[[ Reading passage open ]]

“[There are] thing[s] that initially seem overwhelming, seem impossible, [but] if you break down the problem into smaller, more manageable digestible portions, you can actually overcome these big challenges,” Professor and Department Chair of Chemistry Stefan Lutz said.
Lutz employs this sentiment of dedication to his work both at Emory and at heights tens of thousands of feet above the ground.
The biological chemistry researcher and faculty member of Emory’s Chemistry Department for 15 years has spent chunks of his out of class time far from Atlanta over the past six years, climbing some of the world’s best known mountains.
“The first day you fly into Denali National Park and you actually see the summit, you're just asking yourself, ‘How in the world am I ever going to go up there?’ But then you take it one day at a time and suddenly you manage,” Lutz said. “In higher education, you experience unexpected obstacles … How do you tackle those kinds of challenges? There's experience that mountaineering provides that comes in handy in an education environment as well.”Lutz has been tackling obstacles of all sizes since his childhood in Switzerland, where he would spend his weekends hiking and exploring. However, he did not begin bigger climbs until moving to the United States to pursue graduate studies at the University of Florida.
Lutz’s first major climb was in January 2012 at Aconcagua, the highest peak in South America. From there, he climbed Mount Kilimanjaro in Tanzania, Denali in Alaska and Mount Vinson in Antarctica. At the end of his trip to Antarctica in late 2014, Lutz received an invitation to join a climbing team that planned to tackle Mount Everest. The team was set to leave March 2016.
After a preparation period that stretched for over a year, with the later months requiring five to six days of training per week, Lutz was on a plane headed to Nepal. He planned to be there for two months, the typical length of time for a climb up Mount Everest.
“[The two-month time frame] is not so much because of distance or anything; it's mostly to give your body time to acclimatize to the altitude,” Lutz said. “To live up there over an extended period of time, you need to give your body time to deal with the lower oxygen and the temperatures.”

[[ Reading passage closed ]]
[[ Supplied information open ]]

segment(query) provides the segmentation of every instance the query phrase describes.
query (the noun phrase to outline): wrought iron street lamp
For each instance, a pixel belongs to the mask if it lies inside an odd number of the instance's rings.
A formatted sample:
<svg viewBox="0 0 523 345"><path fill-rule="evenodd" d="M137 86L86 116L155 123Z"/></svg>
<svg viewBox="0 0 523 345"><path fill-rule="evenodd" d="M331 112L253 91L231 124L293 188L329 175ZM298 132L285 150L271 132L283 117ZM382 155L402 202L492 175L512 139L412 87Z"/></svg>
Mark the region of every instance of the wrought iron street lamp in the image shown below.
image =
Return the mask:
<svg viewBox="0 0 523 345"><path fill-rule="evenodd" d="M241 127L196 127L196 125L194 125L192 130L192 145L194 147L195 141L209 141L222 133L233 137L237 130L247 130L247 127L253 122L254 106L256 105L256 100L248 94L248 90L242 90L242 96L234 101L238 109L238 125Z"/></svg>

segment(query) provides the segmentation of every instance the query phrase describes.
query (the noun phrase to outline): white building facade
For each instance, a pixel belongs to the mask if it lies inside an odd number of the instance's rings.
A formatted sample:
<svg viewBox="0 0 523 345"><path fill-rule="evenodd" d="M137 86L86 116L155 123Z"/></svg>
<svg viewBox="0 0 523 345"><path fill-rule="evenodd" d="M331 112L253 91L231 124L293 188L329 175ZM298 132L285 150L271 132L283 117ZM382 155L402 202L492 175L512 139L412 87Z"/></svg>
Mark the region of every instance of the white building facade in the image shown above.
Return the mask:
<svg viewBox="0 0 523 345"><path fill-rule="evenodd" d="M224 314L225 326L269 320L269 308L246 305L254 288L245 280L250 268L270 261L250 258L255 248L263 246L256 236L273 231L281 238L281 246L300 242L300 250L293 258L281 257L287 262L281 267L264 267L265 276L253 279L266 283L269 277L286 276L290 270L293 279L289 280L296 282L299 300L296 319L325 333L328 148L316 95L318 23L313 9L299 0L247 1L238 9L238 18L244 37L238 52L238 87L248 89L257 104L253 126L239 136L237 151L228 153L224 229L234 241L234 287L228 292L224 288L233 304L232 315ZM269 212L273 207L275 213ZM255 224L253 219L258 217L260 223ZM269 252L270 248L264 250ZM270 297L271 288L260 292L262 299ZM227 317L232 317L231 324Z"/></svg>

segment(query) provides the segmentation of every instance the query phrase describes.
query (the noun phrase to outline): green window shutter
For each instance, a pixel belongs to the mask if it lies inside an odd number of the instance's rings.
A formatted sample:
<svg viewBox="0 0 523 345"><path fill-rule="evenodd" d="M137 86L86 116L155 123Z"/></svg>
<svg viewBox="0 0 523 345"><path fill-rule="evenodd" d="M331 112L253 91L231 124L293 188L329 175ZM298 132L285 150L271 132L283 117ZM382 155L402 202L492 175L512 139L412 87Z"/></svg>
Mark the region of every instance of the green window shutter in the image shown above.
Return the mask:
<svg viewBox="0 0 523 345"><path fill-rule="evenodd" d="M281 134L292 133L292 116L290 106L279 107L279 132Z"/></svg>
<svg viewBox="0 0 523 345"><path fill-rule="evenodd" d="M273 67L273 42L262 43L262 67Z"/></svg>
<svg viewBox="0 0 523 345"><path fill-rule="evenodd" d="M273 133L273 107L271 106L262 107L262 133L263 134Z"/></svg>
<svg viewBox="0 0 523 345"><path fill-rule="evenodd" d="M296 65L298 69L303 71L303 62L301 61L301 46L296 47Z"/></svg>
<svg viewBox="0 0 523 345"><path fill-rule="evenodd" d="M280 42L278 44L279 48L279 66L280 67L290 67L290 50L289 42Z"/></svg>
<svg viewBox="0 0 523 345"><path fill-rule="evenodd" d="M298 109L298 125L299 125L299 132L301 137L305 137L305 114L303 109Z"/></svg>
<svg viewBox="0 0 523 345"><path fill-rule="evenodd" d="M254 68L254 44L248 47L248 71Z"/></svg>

[[ Supplied information closed ]]

Write the next part of the article on Stefan Lutz's mountaineering, picking up after its final paragraph about acclimatizing on Everest.

Lutz and his team spent the first two weeks of April climbing to the mountain’s base camp, placed at 17,000 feet.
Once there, the team spent about five weeks in rotations, moving between base camp and the other four camps leading up to summit. They would spend a few nights at a camp, return to base, and repeat the method with each advancing camp. Although helpful for acclimation, the process was draining.
“At those altitudes, your body basically cannot fully recover,” Lutz said. “Your body starts to deteriorate in a sense that it consumes more calories than what you can eat. You eat all day, and you eat nothing but sugar.”
Lutz climbed for five weeks before he started to feel sick. He lost 10 percent of his body weight and was fighting an intestinal parasite. After reaching approximately 23,000 feet, he decided to turn back.
“At that point, I basically realized that [my plan to reach the top] would not happen,” he said.
Lutz could have pushed himself further, but he knew the climb was dangerous.
“The goal is not to reach the summit but to come back alive and be able to tell the story, and I had reached a point where I wasn't sure that would be possible if I continued.”
As Lutz came home and reacclimated to classroom life, the skills he perfected for the Mount Everest climb, and all the other climbs, remained valuable.
“Mountain climbing requires a certain stubbornness in pursuit of your goals. It requires a commitment, a dedication, time wise, effort wise, and I think that is a quality that comes through in when you do research,” Lutz said. “Research involves a lot of failure. [But] to be able to go back and pick yourself up after a setback, those are qualities that I think mountaineering and research can share.”
It’s this can-do attitude that will most likely send Lutz back out to Everest, maybe even sometime soon.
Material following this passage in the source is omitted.